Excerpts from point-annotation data

╭──

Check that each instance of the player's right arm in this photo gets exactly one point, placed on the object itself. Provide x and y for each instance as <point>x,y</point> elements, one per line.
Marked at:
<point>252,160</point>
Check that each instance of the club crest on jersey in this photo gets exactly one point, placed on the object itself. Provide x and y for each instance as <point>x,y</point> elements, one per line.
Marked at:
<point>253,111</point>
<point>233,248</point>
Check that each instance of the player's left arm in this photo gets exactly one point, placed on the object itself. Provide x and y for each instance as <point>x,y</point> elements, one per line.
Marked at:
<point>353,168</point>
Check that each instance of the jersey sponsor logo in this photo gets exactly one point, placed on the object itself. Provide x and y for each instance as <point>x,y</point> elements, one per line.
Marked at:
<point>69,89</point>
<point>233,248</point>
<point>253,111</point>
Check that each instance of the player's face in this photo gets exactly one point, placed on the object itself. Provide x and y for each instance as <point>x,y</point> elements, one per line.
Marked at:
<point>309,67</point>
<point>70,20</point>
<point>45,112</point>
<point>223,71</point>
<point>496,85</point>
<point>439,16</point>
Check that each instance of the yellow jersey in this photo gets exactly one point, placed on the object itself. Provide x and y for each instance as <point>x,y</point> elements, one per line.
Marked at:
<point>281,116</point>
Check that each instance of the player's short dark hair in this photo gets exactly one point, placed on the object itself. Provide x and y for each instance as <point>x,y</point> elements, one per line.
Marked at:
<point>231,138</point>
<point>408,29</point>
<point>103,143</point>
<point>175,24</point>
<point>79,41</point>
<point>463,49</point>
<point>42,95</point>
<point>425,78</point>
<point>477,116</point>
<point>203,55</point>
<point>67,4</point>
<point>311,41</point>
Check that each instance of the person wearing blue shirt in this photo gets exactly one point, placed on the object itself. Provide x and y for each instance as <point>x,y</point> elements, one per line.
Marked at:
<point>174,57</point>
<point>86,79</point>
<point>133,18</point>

╰──

> _Goal_
Please copy the lines above without any change, from the line with "Check that each instance of the jersey" to the line with "<point>311,41</point>", including both of those lines.

> _Solution below_
Check that each instance of the jersey sponsor logo in this photo gets exactly one point, placed on the object itself. Provide x and y for each instance as <point>x,y</point> elements, one per line.
Marked at:
<point>69,89</point>
<point>233,248</point>
<point>253,111</point>
Check that each instance of the player's face in this photo gets exactly one point, placed on the object itself. Provide x and y for each instance as <point>x,y</point> elements, one per line.
Marked at:
<point>309,67</point>
<point>70,20</point>
<point>45,112</point>
<point>223,71</point>
<point>496,85</point>
<point>439,16</point>
Check that each instance of the yellow jersey in this photo gets exactly one point, placed on the object itself. Provide x and y for each instance as <point>x,y</point> elements, one per line.
Marked at:
<point>281,116</point>
Check that each instance of the player's short dark hair in this photo gets exactly one point, placed on the object itself. Provide x and y for each instance as <point>x,y</point> elements, one per line.
Marked at:
<point>231,138</point>
<point>408,29</point>
<point>103,143</point>
<point>175,24</point>
<point>79,41</point>
<point>463,49</point>
<point>42,95</point>
<point>425,78</point>
<point>477,116</point>
<point>203,55</point>
<point>67,4</point>
<point>311,41</point>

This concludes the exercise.